*Page*.
****

So I returned home from St. Louis, from the first PULPcon, determined to become a science fiction and/or pulp magazine art collector. I assumed it wasn’t going to be easy but also assumed that my years of collecting rare pulp magazines would help me fight the good fight. I was about a month shy of my twenty-sixth birthday and was an associate professor at Illinois Institute of Technology, located in the middle of the city of Chicago. To help pay the bills, I worked as assistant Dormitory Advisor and thus lived on the third floor of the freshman dorm on campus. I was in charge of keeping the peace in the dorm, while attending night classes working on my Ph.D. in mathematics. Living in a dorm room, I had little storage space, so everything I bought for my collection was shipped home to New Jersey shortly after I bought it. I was earning around three thousand dollars a year along with receiving free tuition. It wasn’t a particularly exciting life, but it was good enough.
There are a number of tricks that hardcore collectors use to bolster their collections and continually add new items to the mix. One of the simplest and the first trick I used to jump start my art collection was telling my friends. I returned to the IIT dorms on Sunday from PULPcon. The next week, starting Sunday night and continuing day after day and night after night, I told everyone I knew in the SF/Fantasy field that I had decided to collect art. I called people and engaged in mindless chatter for ten or twenty minutes and then informed them of my new interest. I talked to people in Chicago and I talked to people in New Jersey, New York, and California. I talked to just about everyone I could think of about fantasy art and my reasons for collecting it. By the end of the first week, all of my friends knew that I was looking for original art. And some of them knew where to find it.
My good friend, Frank, from Chicago, mentioned that he had seen what he thought was an Oriental Stories cover displayed in the window of the Gallery Book Store on Clark Street in Chicago. While this seemed like an incredible longshot, I knew Frank pretty well and he was not a person who made up things. Moreover, the Gallery Book Store was a used bookshop that some years back had displayed eight Margaret Brundage Weird Tales covers in the store window. The paintings had come from a Weird Tales fan who had bought them directly from Mrs. Brundage many years earlier and then had sold them to the Gallery during a run of bad luck. I had heard all about the Brundage paintings, but by then they had been sold “for big money” I’d been told, to Chuck Wooley who lived in downstate Illinois. So, the possibility of Tony, the owner of the Gallery Book Store, possessing an Oriental Stories cover wasn’t too outlandish.

****

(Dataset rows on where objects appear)
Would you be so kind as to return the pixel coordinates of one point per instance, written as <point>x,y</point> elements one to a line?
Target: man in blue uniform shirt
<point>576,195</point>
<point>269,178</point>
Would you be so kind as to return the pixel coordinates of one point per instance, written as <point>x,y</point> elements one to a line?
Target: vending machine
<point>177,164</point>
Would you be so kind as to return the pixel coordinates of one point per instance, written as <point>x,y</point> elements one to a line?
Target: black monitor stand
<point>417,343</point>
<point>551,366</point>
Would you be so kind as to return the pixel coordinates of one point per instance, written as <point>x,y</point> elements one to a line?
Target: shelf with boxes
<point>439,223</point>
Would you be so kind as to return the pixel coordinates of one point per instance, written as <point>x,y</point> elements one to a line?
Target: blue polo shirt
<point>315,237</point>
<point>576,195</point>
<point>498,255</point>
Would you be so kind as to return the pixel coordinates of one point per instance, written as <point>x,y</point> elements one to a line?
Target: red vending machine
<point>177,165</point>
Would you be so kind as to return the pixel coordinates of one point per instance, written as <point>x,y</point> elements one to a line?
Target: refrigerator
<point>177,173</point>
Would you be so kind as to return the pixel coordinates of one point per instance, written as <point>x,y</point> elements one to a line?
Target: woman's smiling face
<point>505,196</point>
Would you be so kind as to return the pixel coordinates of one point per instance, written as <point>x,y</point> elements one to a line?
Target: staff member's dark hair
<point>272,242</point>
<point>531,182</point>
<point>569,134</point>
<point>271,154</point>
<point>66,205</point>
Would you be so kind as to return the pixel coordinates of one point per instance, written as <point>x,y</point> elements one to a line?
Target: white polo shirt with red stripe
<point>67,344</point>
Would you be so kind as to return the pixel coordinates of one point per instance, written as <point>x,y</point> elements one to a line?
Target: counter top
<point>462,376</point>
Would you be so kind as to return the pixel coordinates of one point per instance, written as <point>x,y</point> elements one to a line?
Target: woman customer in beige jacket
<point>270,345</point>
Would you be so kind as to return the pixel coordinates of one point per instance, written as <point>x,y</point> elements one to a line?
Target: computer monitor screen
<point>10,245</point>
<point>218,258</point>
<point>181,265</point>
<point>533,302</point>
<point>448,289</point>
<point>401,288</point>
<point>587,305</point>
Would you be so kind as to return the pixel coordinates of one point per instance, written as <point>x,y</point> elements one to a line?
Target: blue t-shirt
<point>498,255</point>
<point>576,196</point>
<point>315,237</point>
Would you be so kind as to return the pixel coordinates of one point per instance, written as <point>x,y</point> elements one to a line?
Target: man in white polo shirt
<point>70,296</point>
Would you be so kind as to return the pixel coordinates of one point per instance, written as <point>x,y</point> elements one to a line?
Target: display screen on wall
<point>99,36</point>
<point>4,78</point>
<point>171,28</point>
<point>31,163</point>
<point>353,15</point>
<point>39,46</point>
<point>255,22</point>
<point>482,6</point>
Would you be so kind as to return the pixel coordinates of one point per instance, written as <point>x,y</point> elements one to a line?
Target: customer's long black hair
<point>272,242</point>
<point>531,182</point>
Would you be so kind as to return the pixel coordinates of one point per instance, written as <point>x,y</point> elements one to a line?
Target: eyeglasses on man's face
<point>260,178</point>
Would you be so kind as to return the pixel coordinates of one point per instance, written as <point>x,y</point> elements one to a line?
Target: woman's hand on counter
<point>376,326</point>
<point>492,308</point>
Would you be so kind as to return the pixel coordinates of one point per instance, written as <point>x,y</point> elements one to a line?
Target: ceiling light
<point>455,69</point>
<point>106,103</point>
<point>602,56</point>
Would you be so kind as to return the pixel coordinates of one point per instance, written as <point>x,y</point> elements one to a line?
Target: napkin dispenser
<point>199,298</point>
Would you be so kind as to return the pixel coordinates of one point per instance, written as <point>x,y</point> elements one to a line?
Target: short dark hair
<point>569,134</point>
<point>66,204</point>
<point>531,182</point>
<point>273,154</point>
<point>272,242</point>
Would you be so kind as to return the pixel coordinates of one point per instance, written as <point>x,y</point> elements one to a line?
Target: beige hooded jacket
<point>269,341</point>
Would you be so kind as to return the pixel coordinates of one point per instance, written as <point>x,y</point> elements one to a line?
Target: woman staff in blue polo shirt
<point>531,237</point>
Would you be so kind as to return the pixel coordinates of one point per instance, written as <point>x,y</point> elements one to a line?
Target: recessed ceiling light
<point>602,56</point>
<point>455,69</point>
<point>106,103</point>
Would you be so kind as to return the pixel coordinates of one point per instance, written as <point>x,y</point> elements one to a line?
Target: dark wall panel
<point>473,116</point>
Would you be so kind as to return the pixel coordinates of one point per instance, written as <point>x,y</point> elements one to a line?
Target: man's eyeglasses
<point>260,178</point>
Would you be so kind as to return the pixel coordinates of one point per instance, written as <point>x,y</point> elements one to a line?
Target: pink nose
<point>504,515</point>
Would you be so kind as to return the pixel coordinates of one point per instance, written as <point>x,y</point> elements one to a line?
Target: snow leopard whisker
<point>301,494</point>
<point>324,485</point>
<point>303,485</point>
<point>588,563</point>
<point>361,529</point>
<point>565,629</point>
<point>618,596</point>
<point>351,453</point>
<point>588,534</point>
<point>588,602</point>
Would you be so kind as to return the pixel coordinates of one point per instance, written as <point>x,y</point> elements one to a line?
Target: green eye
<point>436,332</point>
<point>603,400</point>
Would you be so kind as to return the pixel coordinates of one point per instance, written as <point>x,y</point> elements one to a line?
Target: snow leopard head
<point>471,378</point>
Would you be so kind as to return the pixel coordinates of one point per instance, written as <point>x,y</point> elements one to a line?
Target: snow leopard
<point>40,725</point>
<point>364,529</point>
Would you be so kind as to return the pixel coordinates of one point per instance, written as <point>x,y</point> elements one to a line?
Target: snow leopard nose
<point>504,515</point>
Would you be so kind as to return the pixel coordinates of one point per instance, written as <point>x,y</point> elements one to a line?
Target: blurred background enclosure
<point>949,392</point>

****

*Work to complete*.
According to the account of collecting pulp magazine art, where had Frank seen what he thought was an Oriental Stories cover?

*Answer*.
In the window of the Gallery Book Store on Clark Street in Chicago.